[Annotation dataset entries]
—————

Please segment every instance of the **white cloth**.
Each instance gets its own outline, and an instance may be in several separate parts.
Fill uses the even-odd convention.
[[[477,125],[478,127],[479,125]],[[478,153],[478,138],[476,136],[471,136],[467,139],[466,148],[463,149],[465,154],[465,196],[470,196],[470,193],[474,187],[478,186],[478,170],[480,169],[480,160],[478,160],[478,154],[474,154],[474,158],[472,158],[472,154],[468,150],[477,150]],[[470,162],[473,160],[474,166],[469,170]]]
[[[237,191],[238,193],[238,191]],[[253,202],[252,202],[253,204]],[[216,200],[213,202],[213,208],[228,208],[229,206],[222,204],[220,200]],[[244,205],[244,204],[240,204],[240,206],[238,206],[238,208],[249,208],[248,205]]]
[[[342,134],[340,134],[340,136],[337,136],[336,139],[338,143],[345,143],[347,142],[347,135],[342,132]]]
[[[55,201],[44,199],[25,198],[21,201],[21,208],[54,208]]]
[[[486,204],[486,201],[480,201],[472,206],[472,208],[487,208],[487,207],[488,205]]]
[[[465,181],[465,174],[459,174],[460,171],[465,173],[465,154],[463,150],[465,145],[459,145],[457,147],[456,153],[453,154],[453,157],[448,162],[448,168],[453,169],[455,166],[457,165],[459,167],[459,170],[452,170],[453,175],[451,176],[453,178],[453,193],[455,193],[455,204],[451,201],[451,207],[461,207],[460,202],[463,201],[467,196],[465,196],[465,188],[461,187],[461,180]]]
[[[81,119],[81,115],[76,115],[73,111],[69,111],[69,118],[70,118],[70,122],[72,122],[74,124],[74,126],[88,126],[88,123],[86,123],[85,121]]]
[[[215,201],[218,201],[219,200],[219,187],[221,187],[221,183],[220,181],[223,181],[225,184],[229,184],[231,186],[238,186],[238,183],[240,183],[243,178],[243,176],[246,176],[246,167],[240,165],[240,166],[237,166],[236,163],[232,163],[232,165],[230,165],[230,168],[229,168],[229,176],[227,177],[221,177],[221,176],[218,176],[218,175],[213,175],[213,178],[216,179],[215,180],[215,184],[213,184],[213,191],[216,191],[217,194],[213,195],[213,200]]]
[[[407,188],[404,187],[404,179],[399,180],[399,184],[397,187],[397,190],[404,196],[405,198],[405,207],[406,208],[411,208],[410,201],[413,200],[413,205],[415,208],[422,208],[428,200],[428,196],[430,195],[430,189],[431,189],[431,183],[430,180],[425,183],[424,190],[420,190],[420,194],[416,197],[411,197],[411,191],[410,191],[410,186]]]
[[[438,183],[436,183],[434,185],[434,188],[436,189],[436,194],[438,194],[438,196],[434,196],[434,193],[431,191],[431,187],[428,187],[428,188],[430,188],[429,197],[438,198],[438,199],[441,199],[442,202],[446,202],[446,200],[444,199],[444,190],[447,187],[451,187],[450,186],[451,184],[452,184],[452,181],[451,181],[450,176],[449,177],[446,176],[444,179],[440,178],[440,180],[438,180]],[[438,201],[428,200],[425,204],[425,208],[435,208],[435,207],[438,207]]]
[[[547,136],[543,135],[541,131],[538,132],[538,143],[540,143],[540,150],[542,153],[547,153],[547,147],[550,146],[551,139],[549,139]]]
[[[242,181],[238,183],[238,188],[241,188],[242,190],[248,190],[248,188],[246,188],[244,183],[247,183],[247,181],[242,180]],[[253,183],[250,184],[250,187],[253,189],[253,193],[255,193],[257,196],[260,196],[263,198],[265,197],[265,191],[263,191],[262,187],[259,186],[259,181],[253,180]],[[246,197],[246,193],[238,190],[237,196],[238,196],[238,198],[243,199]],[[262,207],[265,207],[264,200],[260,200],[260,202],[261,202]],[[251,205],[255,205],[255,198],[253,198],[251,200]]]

—————

Copy word for word everything from the start of the records down to and including the line that contains "Fill uses the even-odd convention.".

# THE RESULT
Please segment every instance of the **white cloth**.
Each instance gets its own outline, and an instance may be in several separate parts.
Fill uses the even-odd convention.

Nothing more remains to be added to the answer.